►

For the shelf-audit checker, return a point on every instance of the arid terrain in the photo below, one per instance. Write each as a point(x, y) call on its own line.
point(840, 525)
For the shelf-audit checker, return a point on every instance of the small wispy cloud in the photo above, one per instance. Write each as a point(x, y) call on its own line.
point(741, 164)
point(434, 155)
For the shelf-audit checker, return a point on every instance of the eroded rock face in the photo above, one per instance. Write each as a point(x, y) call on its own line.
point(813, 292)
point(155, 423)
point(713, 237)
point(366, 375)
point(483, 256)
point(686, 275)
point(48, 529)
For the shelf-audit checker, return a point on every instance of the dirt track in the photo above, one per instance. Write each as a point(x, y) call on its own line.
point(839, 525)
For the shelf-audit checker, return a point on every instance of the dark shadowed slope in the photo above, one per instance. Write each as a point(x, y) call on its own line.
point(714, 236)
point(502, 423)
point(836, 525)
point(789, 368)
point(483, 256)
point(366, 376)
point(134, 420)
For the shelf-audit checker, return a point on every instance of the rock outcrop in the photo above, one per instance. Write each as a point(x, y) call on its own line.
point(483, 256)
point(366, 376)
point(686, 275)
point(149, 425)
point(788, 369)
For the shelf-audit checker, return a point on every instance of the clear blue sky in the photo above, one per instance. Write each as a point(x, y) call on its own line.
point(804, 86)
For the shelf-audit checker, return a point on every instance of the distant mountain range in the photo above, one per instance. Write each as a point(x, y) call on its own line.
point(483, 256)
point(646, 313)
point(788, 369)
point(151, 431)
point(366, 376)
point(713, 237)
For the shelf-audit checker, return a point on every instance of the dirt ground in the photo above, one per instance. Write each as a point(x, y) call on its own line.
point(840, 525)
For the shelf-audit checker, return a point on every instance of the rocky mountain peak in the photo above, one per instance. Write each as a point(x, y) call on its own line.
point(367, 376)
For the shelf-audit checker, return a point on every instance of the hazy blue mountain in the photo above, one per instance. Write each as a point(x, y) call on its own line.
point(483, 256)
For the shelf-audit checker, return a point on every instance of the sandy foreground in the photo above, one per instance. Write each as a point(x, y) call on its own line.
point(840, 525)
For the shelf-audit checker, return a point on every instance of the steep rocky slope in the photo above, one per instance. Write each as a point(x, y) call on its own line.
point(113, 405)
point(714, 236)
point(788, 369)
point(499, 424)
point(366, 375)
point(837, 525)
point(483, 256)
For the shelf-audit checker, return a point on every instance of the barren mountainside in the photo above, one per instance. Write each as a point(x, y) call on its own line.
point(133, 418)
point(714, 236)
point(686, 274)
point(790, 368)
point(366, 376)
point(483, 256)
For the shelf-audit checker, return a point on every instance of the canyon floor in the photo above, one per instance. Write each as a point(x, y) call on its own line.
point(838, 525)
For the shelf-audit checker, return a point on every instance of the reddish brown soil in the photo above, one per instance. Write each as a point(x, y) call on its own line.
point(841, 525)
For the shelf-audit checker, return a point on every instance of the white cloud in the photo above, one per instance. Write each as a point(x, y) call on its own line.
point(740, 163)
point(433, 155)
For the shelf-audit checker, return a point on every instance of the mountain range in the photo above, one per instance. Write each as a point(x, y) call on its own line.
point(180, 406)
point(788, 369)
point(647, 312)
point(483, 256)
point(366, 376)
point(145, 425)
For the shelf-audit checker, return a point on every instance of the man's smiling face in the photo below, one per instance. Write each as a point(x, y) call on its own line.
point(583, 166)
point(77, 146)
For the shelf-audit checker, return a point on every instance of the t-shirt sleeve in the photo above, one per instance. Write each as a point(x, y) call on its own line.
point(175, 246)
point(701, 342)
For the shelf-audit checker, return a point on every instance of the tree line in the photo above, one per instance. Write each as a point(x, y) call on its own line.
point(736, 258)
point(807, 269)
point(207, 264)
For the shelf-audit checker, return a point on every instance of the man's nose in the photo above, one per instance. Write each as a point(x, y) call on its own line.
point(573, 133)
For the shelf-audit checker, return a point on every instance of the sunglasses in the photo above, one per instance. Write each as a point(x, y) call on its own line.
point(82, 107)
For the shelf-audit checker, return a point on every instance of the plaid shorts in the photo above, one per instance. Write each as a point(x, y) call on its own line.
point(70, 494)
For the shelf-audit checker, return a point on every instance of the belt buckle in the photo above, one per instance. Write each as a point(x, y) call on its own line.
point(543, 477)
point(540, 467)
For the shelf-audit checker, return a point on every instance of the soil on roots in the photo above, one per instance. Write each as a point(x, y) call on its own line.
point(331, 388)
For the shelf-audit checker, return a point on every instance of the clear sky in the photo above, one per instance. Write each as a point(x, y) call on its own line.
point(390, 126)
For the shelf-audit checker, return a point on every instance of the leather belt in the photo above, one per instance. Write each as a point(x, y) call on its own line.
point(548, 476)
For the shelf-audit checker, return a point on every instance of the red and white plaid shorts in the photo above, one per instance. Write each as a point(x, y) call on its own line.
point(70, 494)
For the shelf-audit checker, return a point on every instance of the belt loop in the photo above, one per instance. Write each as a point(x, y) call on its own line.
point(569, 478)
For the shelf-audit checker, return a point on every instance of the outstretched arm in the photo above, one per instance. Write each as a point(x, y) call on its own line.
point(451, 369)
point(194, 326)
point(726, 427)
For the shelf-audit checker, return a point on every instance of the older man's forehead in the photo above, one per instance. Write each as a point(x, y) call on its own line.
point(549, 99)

◄

▶ [Task]: Print all of the records above verbatim, keeping every line unchanged and in its original order.

▶ [Exercise result]:
For the shelf-audit checker, return a point on every instance of the arid terrain in the photo below, one per instance. Write each as a point(x, y) call on its own line.
point(840, 525)
For the shelf-audit checker, return a point on every instance of the small wispy cloud in the photo above, one per instance. Write each as a point(x, y) call on its own line.
point(741, 164)
point(434, 155)
For the shelf-audit checker, return a point on every instance of the eroded rock face in the photo above, one per instance. Write each as a point(x, y) call on its own line.
point(813, 292)
point(155, 423)
point(713, 237)
point(366, 375)
point(483, 256)
point(686, 275)
point(48, 529)
For the shelf-audit checker, return a point on every instance of the dirt track in the photo above, one per instance. Write each as a point(x, y) call on its own line.
point(839, 525)
For the shelf-audit checker, return a point on every instance of the dark shadowed slope in the photo above, one per instance. Write each as a point(x, y) call on its own line.
point(714, 236)
point(502, 423)
point(836, 525)
point(789, 368)
point(483, 256)
point(366, 376)
point(134, 420)
For the shelf-audit checker, return a point on every instance of the rock outcrop in the photo above, one per instance. Write each as a point(x, y) call on its own line.
point(483, 256)
point(366, 376)
point(686, 275)
point(149, 425)
point(788, 369)
For the shelf-audit checker, return a point on every instance of the clear blue sky in the photo above, one per instance. Write each as a point(x, y) call on its own line.
point(804, 86)
For the shelf-audit checker, return a point on every instance of the distant mountain range in the photo above, one per instance. Write each as a point(x, y) call on its own line.
point(483, 256)
point(646, 313)
point(788, 369)
point(151, 431)
point(366, 376)
point(713, 237)
For the shelf-audit checker, return a point on every instance of the dirt ground in the photo above, one per instance. Write each as a point(x, y) call on its own line.
point(840, 525)
For the shelf-audit checker, return a point on every instance of the rocky mountain peak in the photo above, one per instance. Write each as a point(x, y) call on its own line.
point(367, 376)
For the shelf-audit checker, return a point on every instance of the hazy blue mountain in the photo above, one per instance. Write each as a point(x, y) call on its own line.
point(483, 256)
For the shelf-audit checker, return a point on every instance of the sandy foreground in the photo above, one per instance. Write each as a point(x, y) call on its own line.
point(840, 525)
For the shelf-audit checker, return a point on every instance of the steep rocky slope in the photo above, one per instance. Write each as a point(x, y) call on its own line.
point(113, 405)
point(714, 236)
point(788, 369)
point(499, 424)
point(366, 375)
point(837, 525)
point(483, 256)
For the shelf-audit checker, return a point on every instance of the barren mountainside in the photo above, one per instance. Write each as a point(x, y) call on its own line.
point(133, 418)
point(714, 236)
point(686, 274)
point(790, 368)
point(366, 376)
point(483, 256)
For the shelf-audit checker, return a point on every instance of the canyon floor in the photo above, one per instance. Write each as a point(x, y) call on its own line.
point(838, 525)
For the shelf-audit checker, return a point on every instance of the reddish brown soil in the photo above, one per instance. Write each as a point(x, y) call on its own line.
point(841, 525)
For the shelf-audit checker, return a point on every instance of the white cloud in the photo above, one per instance. Write each as a point(x, y) call on its own line.
point(740, 163)
point(433, 155)
For the shelf-audit checker, return a point on every instance of the mountain range in the photo above, one per instance. Write each as a point(x, y) call on its own line.
point(180, 406)
point(788, 369)
point(647, 312)
point(483, 256)
point(366, 376)
point(145, 425)
For the shelf-audit checker, return a point on every instance of the man's smiling face in the photo below, one per instance. Write each as a point(x, y) call on its own line.
point(583, 166)
point(77, 146)
For the shelf-audit checker, return a point on every instance of the t-shirt sleeve in the photo above, one per instance. Write each as a point(x, y) call on its own line.
point(175, 246)
point(701, 342)
For the shelf-audit checker, return a point on every instance of the tree line in the photo above, one per instance. Write each as a point(x, y) call on its own line.
point(736, 258)
point(807, 269)
point(207, 264)
For the shelf-audit checker, return a point on every instance of the man's nose in the photo above, one per instance. Write each as a point(x, y) call on its own line.
point(573, 133)
For the shelf-audit checker, return a point on every instance of the sunglasses in the photo above, one per instance. Write each as a point(x, y) call on its own line.
point(82, 107)
For the shelf-audit checker, return a point on every instance of the plaid shorts in the photo above, one per instance. Write each as a point(x, y) call on its own line.
point(70, 494)
For the shelf-audit checker, return a point on every instance of the belt buckle in the photo above, one per instance. Write each as a point(x, y) call on its own line.
point(543, 477)
point(540, 467)
For the shelf-audit checker, return a point on every instance of the soil on roots in the photo above, one per instance. Write each as a point(x, y) call on its own line.
point(331, 388)
For the shelf-audit checker, return a point on every instance of the clear sky in the photo above, one per instance. Write each as a point(x, y) call on its own line.
point(390, 126)
For the shelf-audit checker, return a point on every instance of the leather belt in the photo above, one per instance. Write each as a point(x, y) call on its own line.
point(548, 476)
For the shelf-audit checker, return a point on every instance of the red and white plaid shorts in the photo above, one per instance. Write each as a point(x, y) call on its own line.
point(70, 494)
For the shelf-audit checker, return a point on every instance of the belt loop in the photo above, one per instance. Write each as a point(x, y) call on its own line.
point(569, 478)
For the shelf-audit checker, return a point on every instance of the outstretched arm in the photo above, one per instance. Write each as a point(x, y) call on its own line.
point(451, 369)
point(194, 326)
point(726, 427)
For the shelf-audit checker, return a point on every instance of the older man's forehead in the photo above, one per instance. Write each as a point(x, y) call on its own line.
point(549, 99)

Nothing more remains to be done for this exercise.